## START Text section
# slippers ??



## hoggie (Feb 11, 2007)

Has anyone here made children's slippers? I am sure I have seen a thread somewhere but can't find any by searching 

DD needs a new pair and I thought it might be fun to try to make her a pair - any ideas?

hoggie


----------



## Maura (Jun 6, 2004)

How warm do they need to be? You could use worsted or heavier yarn and knit her up a pair of socks, but with an open elfish kind of top instead of ribbing.


----------



## hoggie (Feb 11, 2007)

That sounds like it would do the trick - they need to be cozy more than too warm. 

hoggie


----------



## PETSNEGGS (Oct 7, 2005)

hoggie, if you crochet I have a pattern for some that are real cute and I could get it to you. Let me know. also how old is she? I also have a pattern that is sewn.


----------



## giraffe_baby (Oct 15, 2005)

I have made these ( EASY!!) but the sizes arent very accurate.. I cut out adult small, and it fits my 8 yr old!!
## END Text section
** Written exercise A **
In the slippers thread, what yarn does Maura suggest using for the socks?
** Written exercise B **
Say whether each statement agrees with the slippers thread, answering yes or no and quoting the words that decide it: (i) hoggie wants the slippers to be as warm as possible. (ii) PETSNEGGS has a sewn pattern as well as a crochet one. (iii) The adult small size that giraffe_baby cut out fits an 8-year-old.
** Written exercise C **
Extend the slippers thread from the point where it stops.
You can leave the records aside; they are not required here.
## START Material
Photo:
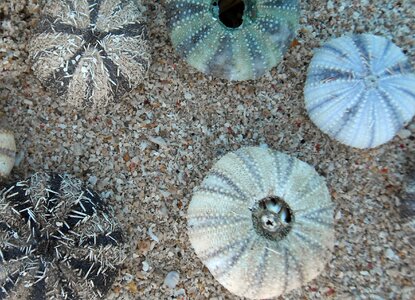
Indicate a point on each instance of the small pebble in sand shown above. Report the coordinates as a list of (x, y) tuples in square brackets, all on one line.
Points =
[(172, 279), (7, 152), (90, 51)]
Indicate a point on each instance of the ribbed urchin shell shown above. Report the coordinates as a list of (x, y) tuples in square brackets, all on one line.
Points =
[(245, 52), (360, 90), (7, 151), (58, 240), (91, 51), (262, 222)]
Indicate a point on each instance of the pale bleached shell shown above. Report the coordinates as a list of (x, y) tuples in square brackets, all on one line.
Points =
[(93, 52), (172, 279), (7, 152), (220, 225), (360, 90)]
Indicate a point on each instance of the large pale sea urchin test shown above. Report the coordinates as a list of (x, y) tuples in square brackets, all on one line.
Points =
[(232, 39), (262, 222), (90, 51), (360, 90), (58, 240)]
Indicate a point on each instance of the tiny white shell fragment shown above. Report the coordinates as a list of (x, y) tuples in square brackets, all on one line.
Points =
[(7, 152), (172, 279), (360, 90)]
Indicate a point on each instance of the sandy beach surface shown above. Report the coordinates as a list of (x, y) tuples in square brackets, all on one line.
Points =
[(146, 153)]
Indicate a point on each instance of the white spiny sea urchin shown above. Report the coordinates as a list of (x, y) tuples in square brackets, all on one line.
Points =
[(58, 240), (360, 90), (91, 51), (262, 222)]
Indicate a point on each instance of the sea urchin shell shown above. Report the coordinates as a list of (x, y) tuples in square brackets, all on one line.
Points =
[(360, 90), (93, 51), (58, 240), (7, 151), (232, 39), (262, 222)]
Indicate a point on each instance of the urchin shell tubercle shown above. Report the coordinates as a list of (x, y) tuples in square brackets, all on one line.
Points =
[(58, 240), (232, 39), (91, 51), (262, 222), (7, 152), (360, 90)]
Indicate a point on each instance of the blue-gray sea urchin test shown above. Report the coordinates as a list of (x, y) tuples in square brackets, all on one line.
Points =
[(91, 51), (232, 39), (58, 240), (262, 222), (360, 90)]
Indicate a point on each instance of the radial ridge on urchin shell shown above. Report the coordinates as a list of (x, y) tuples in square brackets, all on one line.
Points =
[(360, 90), (262, 222), (232, 39), (58, 240), (91, 51)]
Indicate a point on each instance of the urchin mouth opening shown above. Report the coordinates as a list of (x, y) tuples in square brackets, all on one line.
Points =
[(272, 218), (232, 13)]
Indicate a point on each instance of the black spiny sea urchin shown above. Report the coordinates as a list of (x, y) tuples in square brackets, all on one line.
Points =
## END Material
** Output A **
Worsted or heavier yarn.

** Output B **
(i) No: "they need to be cozy more than too warm."
(ii) Yes: "if you crochet I have a pattern" and "I also have a pattern that is sewn."
(iii) Yes: "I cut out adult small, and it fits my 8 yr old!!"

** Output C **
http://www.p2designs.com/images/patterns/sox-FrogSlipper.html


----------



## hoggie (Feb 11, 2007)

Petsneggs - I don't crochet unfotunately. On the to do list  but haven't managed that one yet. 

She is just 6

giraffe_baby - that is the one I remember seeing  You say they wer eeasy to make - are they comfy?

hoggie


----------



## Wisconsin Ann (Feb 27, 2007)

oh my...those do look comfy and easy, Giraffe-baby. (I'd love to know how you came up with that name, btw)

I just printed off the instructions for the adult large, and i've got some fleecey fabric around here somewhere. Might sew a light leather soul on them....we'll see how productive i'm feeling.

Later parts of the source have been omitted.